Passage for review Block Start
NEW YORK — When COVID-19 spread across New York, Paul Stroud took it upon himself to make sure some of the most vulnerable members of the ADAPT Community Network he serves still get the assistance they needed.
Stroud is the assistant director of Program Services for ADAPT. He’s been a staff member since 2007 and said the people he serves at ADAPT are like family.
Stroud is responsible for building community connections and opportunities for people supported by ADAPT, like organizing volunteer efforts. But the coronavirus pandemic and social distancing rules forced ADAPT to temporarily suspend many of their programs.
“Being that our program was suspended,” explained Stroud, “looking within myself, the essential needs that I would need for my family, and understanding…our supporters don’t have the ability to get out and get those essential needs.”
So Stroud volunteered to deliver supplies from local food pantries to individuals ADAPT supports.
“Whatever little bit I can do to…help, that’s what I do,” he said.
“Paul’s being modest,” said Dahilan Porter, the senior vice president of Program Services at ADAPT, and Stroud’s supervisor.
“That’s who he is. He doesn’t want the fame or glory, he just wants to make sure he does the right thing,” he said.
Porter said Stroud has focused his efforts on ADAPT community members who live alone and families struggling with loved ones who are home-bound.
“That’s the groups that really are the biggest challenge and biggest concern for us because we don’t have an eye on them,” explained Porter. “We’ve been doing a lot of knocking on doors, and Paul’s that person, or one of the people, that’s really gone above and beyond, especially with our community folks, just making sure they’re safe and have all the essentials that they need.”
When asked if he gets nervous about going out across the city and being around people, Stroud said of course, because he’s also worried about the safety and health of his family, “but you know, I just follow the precautions and try to…be safe.”
With the duration of the lock-down unclear, Stroud said he plans to continue helping as long as he can, doing his part to help his ADAPT family during the coronavirus crisis.
“It’s just a little thing” said Stroud, “the medical professionals, the nurses, the doctors… those are the real heroes.”
Passage for review Block End
Extracted information Block Start
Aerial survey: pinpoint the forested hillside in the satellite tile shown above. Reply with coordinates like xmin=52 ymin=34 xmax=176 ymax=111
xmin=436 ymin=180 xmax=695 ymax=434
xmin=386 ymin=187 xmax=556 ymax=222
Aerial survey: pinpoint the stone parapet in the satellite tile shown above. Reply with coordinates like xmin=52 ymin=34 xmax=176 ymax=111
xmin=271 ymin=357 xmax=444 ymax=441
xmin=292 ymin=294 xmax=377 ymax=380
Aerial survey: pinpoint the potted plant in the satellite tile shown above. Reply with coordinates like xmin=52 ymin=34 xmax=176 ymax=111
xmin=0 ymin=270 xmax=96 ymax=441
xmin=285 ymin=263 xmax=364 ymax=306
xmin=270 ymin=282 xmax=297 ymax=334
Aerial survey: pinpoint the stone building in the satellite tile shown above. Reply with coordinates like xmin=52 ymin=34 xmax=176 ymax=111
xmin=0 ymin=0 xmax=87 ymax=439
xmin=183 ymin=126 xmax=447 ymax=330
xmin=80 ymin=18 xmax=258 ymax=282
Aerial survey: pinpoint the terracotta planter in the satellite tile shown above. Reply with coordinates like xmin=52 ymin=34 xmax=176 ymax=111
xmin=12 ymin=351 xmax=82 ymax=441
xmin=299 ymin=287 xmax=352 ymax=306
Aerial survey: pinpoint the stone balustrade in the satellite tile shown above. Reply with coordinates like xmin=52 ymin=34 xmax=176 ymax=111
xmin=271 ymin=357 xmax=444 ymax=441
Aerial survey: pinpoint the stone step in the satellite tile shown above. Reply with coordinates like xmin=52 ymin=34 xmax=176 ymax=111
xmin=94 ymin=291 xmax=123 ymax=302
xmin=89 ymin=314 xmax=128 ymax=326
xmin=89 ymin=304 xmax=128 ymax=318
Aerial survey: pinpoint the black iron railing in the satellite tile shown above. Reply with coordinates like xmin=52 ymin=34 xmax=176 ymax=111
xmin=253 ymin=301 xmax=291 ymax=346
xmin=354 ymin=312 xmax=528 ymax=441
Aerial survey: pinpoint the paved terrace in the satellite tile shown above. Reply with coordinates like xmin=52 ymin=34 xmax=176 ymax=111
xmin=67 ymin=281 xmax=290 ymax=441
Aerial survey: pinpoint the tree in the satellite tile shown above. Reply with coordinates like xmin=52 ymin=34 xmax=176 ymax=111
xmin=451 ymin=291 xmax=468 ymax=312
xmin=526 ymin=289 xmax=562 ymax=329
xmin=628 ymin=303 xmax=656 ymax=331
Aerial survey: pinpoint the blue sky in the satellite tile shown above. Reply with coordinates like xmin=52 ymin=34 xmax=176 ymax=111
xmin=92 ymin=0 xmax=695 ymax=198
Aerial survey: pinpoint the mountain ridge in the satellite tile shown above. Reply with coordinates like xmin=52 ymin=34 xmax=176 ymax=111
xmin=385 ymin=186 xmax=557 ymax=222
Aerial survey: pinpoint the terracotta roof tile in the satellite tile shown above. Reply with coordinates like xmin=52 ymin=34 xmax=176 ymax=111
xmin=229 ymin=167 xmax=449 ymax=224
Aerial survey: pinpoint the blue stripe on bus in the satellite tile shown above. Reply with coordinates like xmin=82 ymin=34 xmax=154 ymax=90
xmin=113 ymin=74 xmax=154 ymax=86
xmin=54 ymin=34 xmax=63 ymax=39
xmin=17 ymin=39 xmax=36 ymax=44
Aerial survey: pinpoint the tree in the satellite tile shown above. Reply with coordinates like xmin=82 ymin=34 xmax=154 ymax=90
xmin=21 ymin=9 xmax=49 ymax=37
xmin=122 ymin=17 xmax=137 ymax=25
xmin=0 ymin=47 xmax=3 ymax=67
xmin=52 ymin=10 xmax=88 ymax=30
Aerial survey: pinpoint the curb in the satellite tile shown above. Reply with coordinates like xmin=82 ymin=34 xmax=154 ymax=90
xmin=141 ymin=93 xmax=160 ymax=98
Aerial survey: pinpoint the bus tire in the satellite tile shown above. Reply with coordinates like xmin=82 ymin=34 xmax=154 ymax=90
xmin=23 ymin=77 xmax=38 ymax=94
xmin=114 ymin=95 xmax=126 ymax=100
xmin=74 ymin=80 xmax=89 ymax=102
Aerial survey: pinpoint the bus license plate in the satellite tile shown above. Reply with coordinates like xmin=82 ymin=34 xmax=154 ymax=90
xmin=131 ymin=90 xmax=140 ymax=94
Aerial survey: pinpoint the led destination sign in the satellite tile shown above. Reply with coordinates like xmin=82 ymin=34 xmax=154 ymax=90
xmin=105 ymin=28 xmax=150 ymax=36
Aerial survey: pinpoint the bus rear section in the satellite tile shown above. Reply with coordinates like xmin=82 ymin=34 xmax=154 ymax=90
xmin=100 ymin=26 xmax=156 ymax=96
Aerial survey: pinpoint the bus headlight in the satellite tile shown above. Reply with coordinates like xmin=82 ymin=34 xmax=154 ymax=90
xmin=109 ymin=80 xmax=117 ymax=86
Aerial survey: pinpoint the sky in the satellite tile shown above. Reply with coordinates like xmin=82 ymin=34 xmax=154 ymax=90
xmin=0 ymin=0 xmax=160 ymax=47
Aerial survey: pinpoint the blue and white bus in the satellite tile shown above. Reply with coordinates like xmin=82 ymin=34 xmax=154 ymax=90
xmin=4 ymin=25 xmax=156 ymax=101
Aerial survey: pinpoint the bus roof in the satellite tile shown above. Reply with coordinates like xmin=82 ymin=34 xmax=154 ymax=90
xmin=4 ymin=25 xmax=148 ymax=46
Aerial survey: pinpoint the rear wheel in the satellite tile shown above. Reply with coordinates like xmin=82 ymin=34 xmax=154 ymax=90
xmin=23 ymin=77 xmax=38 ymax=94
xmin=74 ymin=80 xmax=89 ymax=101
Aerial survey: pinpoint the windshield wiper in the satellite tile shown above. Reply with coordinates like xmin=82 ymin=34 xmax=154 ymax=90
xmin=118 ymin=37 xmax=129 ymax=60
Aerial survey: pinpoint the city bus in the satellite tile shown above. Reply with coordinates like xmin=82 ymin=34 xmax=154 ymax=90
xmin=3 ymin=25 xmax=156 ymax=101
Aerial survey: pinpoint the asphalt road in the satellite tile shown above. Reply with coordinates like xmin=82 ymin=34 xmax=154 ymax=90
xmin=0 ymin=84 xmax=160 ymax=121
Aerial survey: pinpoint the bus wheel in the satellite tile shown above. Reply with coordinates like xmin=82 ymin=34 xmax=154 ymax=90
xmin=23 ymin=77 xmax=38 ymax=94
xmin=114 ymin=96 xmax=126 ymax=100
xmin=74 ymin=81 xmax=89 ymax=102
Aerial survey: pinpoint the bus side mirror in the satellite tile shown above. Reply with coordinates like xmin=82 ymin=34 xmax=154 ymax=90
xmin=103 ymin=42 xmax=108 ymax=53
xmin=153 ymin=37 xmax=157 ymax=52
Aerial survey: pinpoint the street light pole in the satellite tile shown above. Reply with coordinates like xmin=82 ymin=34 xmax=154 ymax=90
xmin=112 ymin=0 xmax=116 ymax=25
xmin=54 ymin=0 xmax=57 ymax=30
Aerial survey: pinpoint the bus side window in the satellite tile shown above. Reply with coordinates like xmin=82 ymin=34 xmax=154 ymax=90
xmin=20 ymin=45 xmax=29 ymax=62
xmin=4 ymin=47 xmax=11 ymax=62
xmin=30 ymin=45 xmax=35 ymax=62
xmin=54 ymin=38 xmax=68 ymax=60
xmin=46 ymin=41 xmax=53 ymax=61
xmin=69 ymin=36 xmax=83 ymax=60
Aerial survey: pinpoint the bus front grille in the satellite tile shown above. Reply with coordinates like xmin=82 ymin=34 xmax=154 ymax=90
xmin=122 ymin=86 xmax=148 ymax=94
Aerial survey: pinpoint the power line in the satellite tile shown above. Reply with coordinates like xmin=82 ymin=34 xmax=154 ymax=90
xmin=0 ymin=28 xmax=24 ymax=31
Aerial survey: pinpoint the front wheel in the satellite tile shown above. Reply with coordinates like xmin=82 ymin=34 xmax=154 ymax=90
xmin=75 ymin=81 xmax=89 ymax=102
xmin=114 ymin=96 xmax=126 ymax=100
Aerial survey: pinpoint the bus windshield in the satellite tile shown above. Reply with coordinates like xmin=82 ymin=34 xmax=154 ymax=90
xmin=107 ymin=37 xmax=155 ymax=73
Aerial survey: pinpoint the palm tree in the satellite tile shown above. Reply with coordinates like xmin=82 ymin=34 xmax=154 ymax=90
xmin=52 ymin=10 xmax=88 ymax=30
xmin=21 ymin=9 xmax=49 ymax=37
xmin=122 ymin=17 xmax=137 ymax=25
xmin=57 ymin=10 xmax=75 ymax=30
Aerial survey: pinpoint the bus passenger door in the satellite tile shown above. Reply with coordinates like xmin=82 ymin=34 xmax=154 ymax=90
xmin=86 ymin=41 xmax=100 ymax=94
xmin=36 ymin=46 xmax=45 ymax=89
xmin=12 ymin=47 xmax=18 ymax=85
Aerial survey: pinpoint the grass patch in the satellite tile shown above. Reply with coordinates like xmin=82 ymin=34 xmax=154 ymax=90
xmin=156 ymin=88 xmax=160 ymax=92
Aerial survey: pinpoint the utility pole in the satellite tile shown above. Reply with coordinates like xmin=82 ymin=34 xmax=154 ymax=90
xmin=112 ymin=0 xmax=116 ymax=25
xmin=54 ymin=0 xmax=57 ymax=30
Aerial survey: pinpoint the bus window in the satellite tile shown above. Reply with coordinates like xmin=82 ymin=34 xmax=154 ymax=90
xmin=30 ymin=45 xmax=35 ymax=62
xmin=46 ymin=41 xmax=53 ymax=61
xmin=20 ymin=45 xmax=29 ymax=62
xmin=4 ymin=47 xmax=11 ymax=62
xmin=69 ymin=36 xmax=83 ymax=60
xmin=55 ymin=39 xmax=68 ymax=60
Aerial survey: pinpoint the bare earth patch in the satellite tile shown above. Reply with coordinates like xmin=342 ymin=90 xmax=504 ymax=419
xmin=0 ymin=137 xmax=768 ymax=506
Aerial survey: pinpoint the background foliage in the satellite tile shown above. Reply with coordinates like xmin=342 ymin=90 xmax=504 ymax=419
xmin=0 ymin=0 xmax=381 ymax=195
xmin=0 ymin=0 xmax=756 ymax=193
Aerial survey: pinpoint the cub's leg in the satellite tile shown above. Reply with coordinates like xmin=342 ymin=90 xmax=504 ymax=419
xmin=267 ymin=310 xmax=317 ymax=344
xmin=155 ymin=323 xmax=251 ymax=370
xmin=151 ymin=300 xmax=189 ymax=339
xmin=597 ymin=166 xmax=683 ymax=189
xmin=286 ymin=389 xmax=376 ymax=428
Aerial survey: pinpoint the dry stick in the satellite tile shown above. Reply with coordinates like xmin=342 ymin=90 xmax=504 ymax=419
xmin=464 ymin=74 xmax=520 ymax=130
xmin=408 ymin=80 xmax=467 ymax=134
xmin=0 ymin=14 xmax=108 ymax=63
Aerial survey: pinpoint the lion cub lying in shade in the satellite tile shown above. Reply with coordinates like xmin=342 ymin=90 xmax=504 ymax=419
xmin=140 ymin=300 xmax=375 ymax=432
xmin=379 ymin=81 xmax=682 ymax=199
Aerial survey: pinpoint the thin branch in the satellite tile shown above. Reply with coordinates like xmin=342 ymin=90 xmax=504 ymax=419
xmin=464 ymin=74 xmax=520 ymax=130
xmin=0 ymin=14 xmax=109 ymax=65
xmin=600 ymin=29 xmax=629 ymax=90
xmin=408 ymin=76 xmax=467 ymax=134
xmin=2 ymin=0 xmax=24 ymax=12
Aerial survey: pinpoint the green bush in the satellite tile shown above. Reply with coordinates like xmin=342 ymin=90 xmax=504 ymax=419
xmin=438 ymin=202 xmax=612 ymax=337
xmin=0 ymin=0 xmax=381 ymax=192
Extracted information Block End
### Exercise set
**A.** For each statement, answer yes or no according to the article on Paul Stroud, and quote the words of the article that decide it: (i) Stroud has been a staff member at ADAPT since 2007; (ii) Dahilan Porter is Stroud's supervisor; (iii) Stroud said he does not get nervous about going out across the city.
**B.** Write out the stretch of the article on Paul Stroud from "NEW YORK — When" through "assistance they needed.".
The data above is separate material and has no connection to the article on Paul Stroud.

### Task solutions
**A.**
(i) Yes: "He’s been a staff member since 2007"
(ii) Yes: "the senior vice president of Program Services at ADAPT, and Stroud’s supervisor"
(iii) No: "Stroud said of course, because he’s also worried about the safety and health of his family"

**B.**
NEW YORK — When COVID-19 spread across New York, Paul Stroud took it upon himself to make sure some of the most vulnerable members of the ADAPT Community Network he serves still get the assistance they needed.